⟨

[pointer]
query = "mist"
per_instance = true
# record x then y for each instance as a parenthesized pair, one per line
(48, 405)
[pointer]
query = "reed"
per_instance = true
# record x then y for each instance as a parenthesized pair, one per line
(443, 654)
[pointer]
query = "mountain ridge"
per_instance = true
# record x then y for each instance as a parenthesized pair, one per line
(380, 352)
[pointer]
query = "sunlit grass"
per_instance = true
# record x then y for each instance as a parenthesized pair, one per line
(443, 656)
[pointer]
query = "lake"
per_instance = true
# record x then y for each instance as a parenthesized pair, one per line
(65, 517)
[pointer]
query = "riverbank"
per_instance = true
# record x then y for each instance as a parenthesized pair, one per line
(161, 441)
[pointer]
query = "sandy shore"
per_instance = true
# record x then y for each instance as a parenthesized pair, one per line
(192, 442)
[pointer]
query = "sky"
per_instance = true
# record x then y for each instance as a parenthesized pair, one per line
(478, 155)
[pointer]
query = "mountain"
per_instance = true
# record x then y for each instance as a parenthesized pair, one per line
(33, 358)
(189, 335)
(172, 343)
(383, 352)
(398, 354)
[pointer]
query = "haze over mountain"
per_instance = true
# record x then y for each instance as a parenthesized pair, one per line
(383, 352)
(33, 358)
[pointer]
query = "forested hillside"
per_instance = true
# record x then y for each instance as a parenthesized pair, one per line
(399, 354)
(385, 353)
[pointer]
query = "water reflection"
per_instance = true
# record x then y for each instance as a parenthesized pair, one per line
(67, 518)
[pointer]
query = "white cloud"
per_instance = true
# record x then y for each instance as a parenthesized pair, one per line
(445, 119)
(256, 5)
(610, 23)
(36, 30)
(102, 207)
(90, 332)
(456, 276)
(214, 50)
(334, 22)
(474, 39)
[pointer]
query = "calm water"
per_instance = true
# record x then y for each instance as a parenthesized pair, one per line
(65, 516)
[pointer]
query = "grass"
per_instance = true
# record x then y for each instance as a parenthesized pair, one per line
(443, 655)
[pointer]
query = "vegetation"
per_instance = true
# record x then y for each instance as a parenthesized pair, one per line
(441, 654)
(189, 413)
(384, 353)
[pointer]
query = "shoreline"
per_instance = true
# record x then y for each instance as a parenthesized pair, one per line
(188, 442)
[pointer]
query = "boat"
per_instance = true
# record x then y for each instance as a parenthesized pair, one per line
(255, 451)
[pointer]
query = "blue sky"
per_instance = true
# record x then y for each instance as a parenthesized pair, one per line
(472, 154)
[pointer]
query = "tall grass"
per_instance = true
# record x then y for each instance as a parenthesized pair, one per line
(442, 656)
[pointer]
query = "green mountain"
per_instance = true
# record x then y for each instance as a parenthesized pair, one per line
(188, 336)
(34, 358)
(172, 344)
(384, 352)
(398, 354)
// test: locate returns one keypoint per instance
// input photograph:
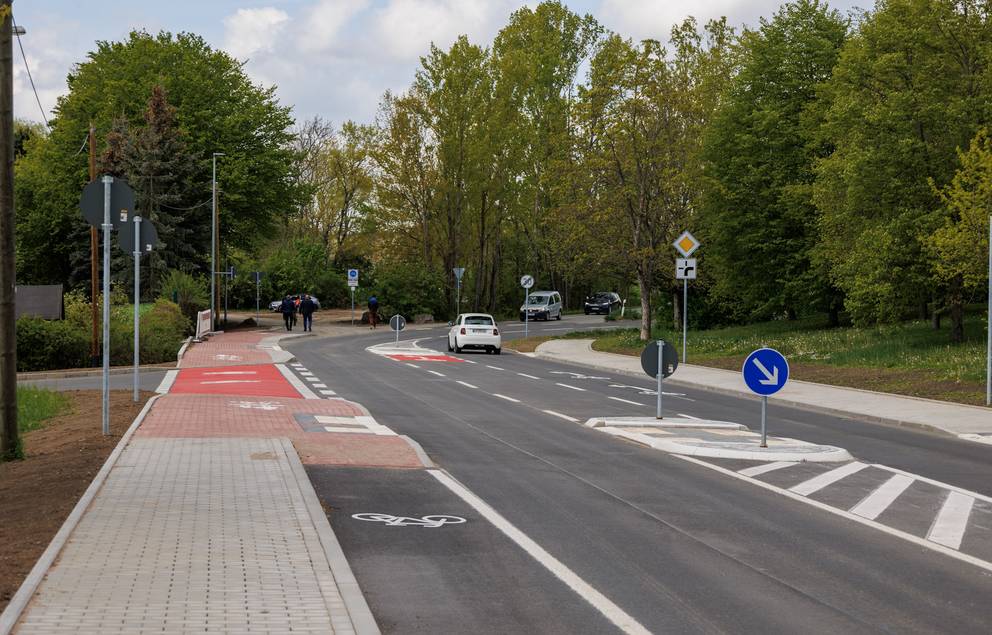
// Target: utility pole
(10, 447)
(94, 267)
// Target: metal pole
(764, 407)
(661, 347)
(107, 227)
(137, 301)
(10, 447)
(685, 314)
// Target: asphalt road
(676, 546)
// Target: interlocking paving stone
(192, 535)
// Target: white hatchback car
(474, 330)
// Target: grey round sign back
(649, 359)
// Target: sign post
(659, 360)
(352, 283)
(685, 270)
(526, 282)
(765, 373)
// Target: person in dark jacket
(288, 308)
(307, 307)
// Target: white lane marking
(600, 602)
(820, 481)
(296, 383)
(948, 528)
(561, 416)
(916, 540)
(166, 384)
(626, 401)
(765, 467)
(872, 505)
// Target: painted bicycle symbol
(432, 522)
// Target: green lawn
(35, 405)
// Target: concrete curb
(831, 455)
(837, 412)
(358, 609)
(21, 599)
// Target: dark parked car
(604, 302)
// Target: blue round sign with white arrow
(765, 371)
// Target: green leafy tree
(759, 223)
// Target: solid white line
(626, 401)
(560, 415)
(820, 481)
(600, 602)
(166, 384)
(948, 528)
(872, 505)
(765, 467)
(296, 383)
(916, 540)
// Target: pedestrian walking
(288, 309)
(307, 307)
(373, 311)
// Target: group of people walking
(304, 305)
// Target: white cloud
(250, 31)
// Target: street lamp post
(213, 243)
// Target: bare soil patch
(62, 457)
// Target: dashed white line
(948, 528)
(600, 602)
(560, 416)
(878, 501)
(626, 401)
(765, 467)
(820, 481)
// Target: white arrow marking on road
(770, 378)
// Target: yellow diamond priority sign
(686, 244)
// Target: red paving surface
(260, 380)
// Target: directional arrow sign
(765, 371)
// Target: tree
(759, 223)
(218, 109)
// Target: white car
(474, 330)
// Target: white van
(542, 305)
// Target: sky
(333, 58)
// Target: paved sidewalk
(970, 422)
(204, 519)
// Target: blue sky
(332, 58)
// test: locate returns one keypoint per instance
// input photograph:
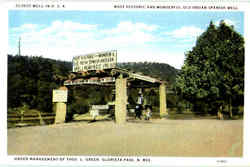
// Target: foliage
(213, 71)
(32, 79)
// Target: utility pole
(19, 47)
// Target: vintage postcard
(125, 83)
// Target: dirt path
(189, 138)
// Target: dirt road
(161, 137)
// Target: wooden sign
(95, 61)
(60, 96)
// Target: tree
(213, 71)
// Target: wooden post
(120, 100)
(163, 100)
(60, 99)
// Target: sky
(152, 36)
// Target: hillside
(32, 79)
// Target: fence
(31, 119)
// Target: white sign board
(95, 61)
(60, 96)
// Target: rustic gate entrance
(100, 69)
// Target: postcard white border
(155, 161)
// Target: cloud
(129, 27)
(227, 22)
(64, 39)
(186, 32)
(25, 27)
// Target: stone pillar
(120, 100)
(163, 100)
(61, 109)
(60, 100)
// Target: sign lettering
(95, 61)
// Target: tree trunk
(230, 108)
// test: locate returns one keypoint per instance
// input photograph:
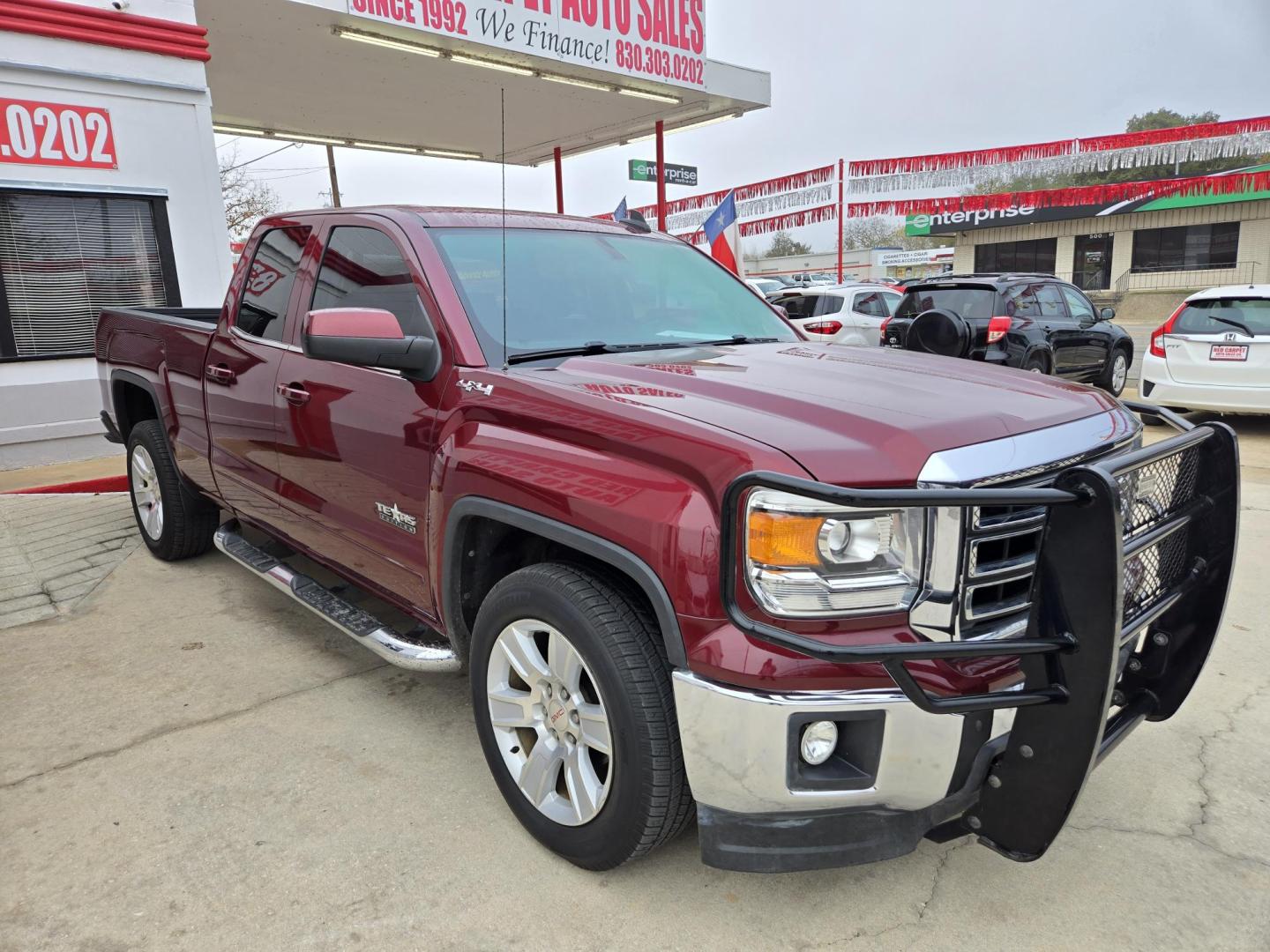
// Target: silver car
(841, 314)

⟩

• What the task asks: Go through the listing above and find each line containing the string "grass"; copy those lines.

• Response box:
query = "sunlit grass"
query = "grass"
query = "tall grass"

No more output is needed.